**Required tasks**
1. Answer these questions from the gardening text:
(a) How many things does it say make and keep a garden beautiful?
(b) What does compost do to a clay soil?
(c) Which roots pick up moisture and nutrients from the soil?
2. Carry on the gardening text, picking up after its final sentence.

**Document text**
How to make a garden we are proud to show off.
Mankind has been planting and tending gardens for hundreds of years. For centuries it has been a necessity to grow food for sustenance.
Nowadays most of us buy food that is produced by the large commercial farms. We are spoiled by all of the available foods at the supermarkets.
But there is something very fulfilling about planting and tending our own garden. It may be vegetables, flowers or landscape plants. Gardening is fun and rewarding.
Preparing the soil -
planting - watering - fertilizing and pruning are how to make a garden great.
Any type of garden starts the same and is maintained the same way. There are five things that make and keep a garden beautiful.
The best way to prepare the soil is to add organic matter.
It doesn't matter if we have clay, sand or a good loam, add organic matter. Compost is great. We can get different types of composts at the garden centers.
If we have a clay soil the compost breaks apart the clay particles, so the soil will drain and not remain soggy.
When we have sandy soil, it drains so fast that the plants have difficult time getting water. The organic matter helps retain water so the plants can get enough moisture.
If we have a nice loam soil we are very lucky, but it is always good to add some compost.
When we are preparing a large area for a flower bed, vegetables or even a lawn, cultivate the organic matter into the entire area. At the same time, cultivate some fertilizer into the area.
When we are planting a tree, shrub or any individual plant, mix the organic matter into the planting hole.
Don't buy a tree or shrub when we see roots bulging up above the soil. These things are an indication of a root-bound or pot-bound plant.
We can't tip the plant out of the pot and look at the roots. Although sometimes I wish I could.
If the plant is root-bound, it is already under stress and it is best not to buy it.
A tree or shrub that is root-bound will have roots going around and around in the pot. If we plant it that way the roots will continue to grow around and around in the planting hole.
They won't straighten out by themselves and they will eventually strangle themselves. So don't buy them to start with.
Also, don't buy a tree or shrub that seems to wiggle in the pot.
It might have just been potted up or some reason have a lack of roots. If we pick it up by grasping the trunk near the soil and it starts to come out of the pot; leave it there. Don't buy it.
Dig the hole first before taking the plant out of its container. We don't want to expose the fine feeder roots to the air any longer than necessary.
If the roots dry out too much, they will die. It's not the big fat roots that pick up the moisture and nutrients out of the soil. The fine feeder roots do that job. The bigger roots are just for support and transport systems up and down the plant.

[Entries from a dataset]
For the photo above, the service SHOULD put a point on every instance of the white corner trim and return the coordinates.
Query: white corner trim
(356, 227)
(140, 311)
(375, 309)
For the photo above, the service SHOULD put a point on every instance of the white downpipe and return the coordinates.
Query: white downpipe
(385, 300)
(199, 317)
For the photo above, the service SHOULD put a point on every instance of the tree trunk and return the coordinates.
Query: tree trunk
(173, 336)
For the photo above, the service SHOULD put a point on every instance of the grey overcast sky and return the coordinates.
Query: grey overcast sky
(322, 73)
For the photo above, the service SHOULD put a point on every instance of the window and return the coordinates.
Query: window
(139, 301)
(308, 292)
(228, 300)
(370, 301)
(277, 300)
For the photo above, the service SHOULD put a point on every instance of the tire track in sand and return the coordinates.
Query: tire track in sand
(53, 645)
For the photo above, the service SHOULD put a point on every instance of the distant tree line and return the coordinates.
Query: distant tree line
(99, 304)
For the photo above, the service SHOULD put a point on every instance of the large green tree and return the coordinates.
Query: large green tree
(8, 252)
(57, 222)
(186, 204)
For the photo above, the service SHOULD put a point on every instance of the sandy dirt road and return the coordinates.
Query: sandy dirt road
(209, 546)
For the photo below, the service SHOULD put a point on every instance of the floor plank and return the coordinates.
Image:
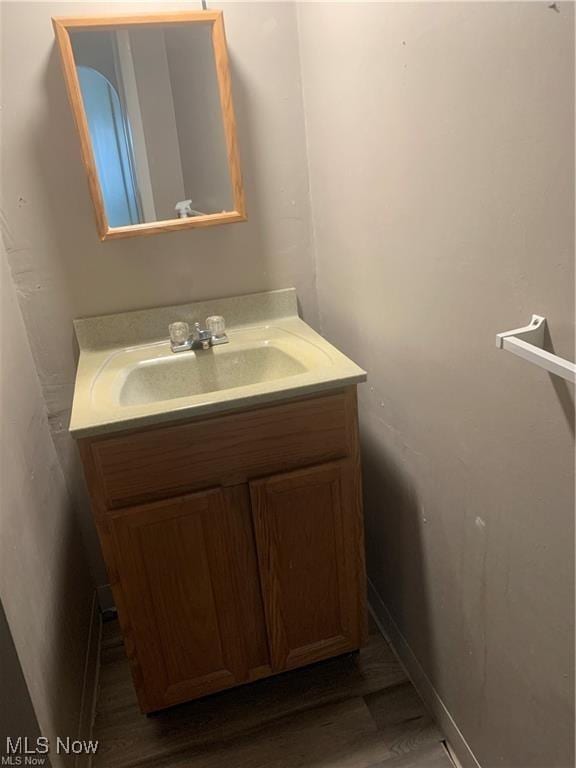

**Task results**
1.
(a) Five.
(b) It breaks apart the clay particles, so the soil drains and does not stay soggy.
(c) The fine feeder roots.

2.
Dig the sides of the hole straight up and down vertically. Don't have the hole wider at the top and narrow at the bottom. If we do, the roots will just grow around and around in the narrow bottom of the hole.
Dig the hole wider than the container the plant came in. We want to give the roots plenty of room to grow, especially if we have hard soil. A tip on how to make a garden; a small hole won't grow good roots.
When we are planting a bare root tree
or shrub make a mound in the bottom of the planting hole and spread the roots
down over the mound of soil. Then they will continue to grow down and out.
Plant the plants at the same depth they were in the containers.
Some plants are very sensitive to being planted too deep. Strawberries are an example of sensitive. When they are planted too deep, they will die.
Tomatoes are an exception to this rule. A good garden tip is to put a lot of the tomato stem underground. They like it. They will grow new roots along the stem that is under the soil.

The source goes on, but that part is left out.